_WHAT THE TASK ASKS_. Here are some records; return them all exactly.

[Recorded data]
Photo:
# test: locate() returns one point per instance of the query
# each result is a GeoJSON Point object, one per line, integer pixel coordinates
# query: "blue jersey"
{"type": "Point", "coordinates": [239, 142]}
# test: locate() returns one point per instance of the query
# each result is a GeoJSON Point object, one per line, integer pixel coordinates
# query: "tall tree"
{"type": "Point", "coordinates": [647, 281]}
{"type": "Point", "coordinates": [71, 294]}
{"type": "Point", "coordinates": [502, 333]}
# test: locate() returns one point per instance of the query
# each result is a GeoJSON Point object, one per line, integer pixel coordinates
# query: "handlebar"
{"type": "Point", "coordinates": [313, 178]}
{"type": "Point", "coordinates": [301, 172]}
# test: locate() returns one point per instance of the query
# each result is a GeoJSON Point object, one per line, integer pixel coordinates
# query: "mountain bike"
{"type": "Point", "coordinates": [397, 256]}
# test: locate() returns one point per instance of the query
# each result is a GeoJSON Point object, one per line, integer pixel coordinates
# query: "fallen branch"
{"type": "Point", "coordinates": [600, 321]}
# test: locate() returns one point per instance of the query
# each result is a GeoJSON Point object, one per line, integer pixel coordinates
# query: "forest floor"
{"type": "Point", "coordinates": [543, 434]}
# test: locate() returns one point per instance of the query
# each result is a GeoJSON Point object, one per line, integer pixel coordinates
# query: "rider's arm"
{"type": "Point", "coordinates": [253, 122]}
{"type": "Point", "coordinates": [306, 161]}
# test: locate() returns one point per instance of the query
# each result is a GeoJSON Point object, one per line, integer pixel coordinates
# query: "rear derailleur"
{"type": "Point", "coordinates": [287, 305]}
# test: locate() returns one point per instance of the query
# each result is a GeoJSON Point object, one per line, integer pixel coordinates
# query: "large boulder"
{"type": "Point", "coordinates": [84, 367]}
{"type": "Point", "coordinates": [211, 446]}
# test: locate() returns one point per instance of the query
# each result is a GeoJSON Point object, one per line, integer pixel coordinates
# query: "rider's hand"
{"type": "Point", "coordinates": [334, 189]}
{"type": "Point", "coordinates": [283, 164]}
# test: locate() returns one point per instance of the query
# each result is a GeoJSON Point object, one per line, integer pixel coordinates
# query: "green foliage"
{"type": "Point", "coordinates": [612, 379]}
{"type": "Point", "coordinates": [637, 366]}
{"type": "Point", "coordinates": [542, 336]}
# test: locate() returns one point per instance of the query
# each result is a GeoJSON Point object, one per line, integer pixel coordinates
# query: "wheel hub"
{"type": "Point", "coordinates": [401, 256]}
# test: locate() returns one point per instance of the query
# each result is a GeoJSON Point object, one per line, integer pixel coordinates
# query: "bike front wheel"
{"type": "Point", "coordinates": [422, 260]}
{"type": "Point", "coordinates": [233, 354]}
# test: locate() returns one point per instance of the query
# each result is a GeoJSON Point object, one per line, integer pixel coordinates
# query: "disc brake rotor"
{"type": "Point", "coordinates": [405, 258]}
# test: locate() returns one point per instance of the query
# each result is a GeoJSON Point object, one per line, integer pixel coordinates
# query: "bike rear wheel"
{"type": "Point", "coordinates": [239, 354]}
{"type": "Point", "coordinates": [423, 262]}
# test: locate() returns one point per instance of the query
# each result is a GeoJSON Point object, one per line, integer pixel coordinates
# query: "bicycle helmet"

_ANSWER AREA_.
Photo:
# test: locate() returns one point per instance of the query
# each result is a GeoJSON Point object, one per line, integer pixel coordinates
# query: "blue jersey"
{"type": "Point", "coordinates": [239, 142]}
# test: locate() returns one point per instance of the query
# each result is a GeoJSON Point object, one per line, integer pixel coordinates
# query: "tall tree"
{"type": "Point", "coordinates": [647, 281]}
{"type": "Point", "coordinates": [71, 294]}
{"type": "Point", "coordinates": [502, 333]}
# test: locate() returns one point per instance of the query
# each result is a GeoJSON Point object, one per line, integer pixel coordinates
# query: "handlebar"
{"type": "Point", "coordinates": [313, 178]}
{"type": "Point", "coordinates": [301, 172]}
# test: locate() returns one point per instance of the query
# each result is a GeoJSON Point object, one per line, integer pixel coordinates
# query: "mountain bike"
{"type": "Point", "coordinates": [397, 256]}
# test: locate() returns one point per instance of the query
# each result is a GeoJSON Point object, one per line, integer pixel coordinates
# query: "fallen branch"
{"type": "Point", "coordinates": [600, 321]}
# test: locate() returns one point per instance of the query
# each result is a GeoJSON Point object, one per line, integer pixel coordinates
# query: "forest floor"
{"type": "Point", "coordinates": [543, 434]}
# test: locate() returns one point per instance of the query
# each result is a GeoJSON Point object, one per line, integer pixel coordinates
# query: "rider's arm"
{"type": "Point", "coordinates": [253, 122]}
{"type": "Point", "coordinates": [306, 161]}
# test: locate() returns one point per instance of the query
# each result is a GeoJSON Point object, one per line, integer pixel coordinates
# query: "rear derailleur"
{"type": "Point", "coordinates": [287, 305]}
# test: locate() returns one point per instance of the query
# each result is a GeoJSON Point object, one per line, integer pixel coordinates
# query: "large boulder"
{"type": "Point", "coordinates": [84, 367]}
{"type": "Point", "coordinates": [211, 446]}
# test: locate() returns one point per instance of the query
# each result is a GeoJSON Point object, one per line, integer pixel coordinates
# query: "rider's hand"
{"type": "Point", "coordinates": [334, 189]}
{"type": "Point", "coordinates": [283, 164]}
# test: locate() returns one point per instance of the query
# each result is a GeoJSON Point object, one per line, integer pixel coordinates
# query: "green foliage"
{"type": "Point", "coordinates": [612, 379]}
{"type": "Point", "coordinates": [637, 366]}
{"type": "Point", "coordinates": [542, 336]}
# test: locate() returns one point per instance of the query
# each result is a GeoJSON Point object, one per line, integer pixel coordinates
# query: "wheel hub"
{"type": "Point", "coordinates": [401, 256]}
# test: locate() returns one point per instance of the query
# each result is a GeoJSON Point object, one per line, integer pixel coordinates
# query: "bike front wheel"
{"type": "Point", "coordinates": [422, 260]}
{"type": "Point", "coordinates": [233, 354]}
# test: locate() returns one point per instance of the query
# each result is a GeoJSON Point object, one per line, integer pixel coordinates
# query: "disc brake rotor"
{"type": "Point", "coordinates": [405, 258]}
# test: locate() returns one point per instance of the query
# each result is a GeoJSON Point object, one per line, integer pixel coordinates
# query: "bike rear wheel"
{"type": "Point", "coordinates": [239, 354]}
{"type": "Point", "coordinates": [423, 262]}
# test: locate() returns one point per instance of the query
# each result is a GeoJSON Point object, one per line, integer pixel coordinates
# query: "bicycle helmet"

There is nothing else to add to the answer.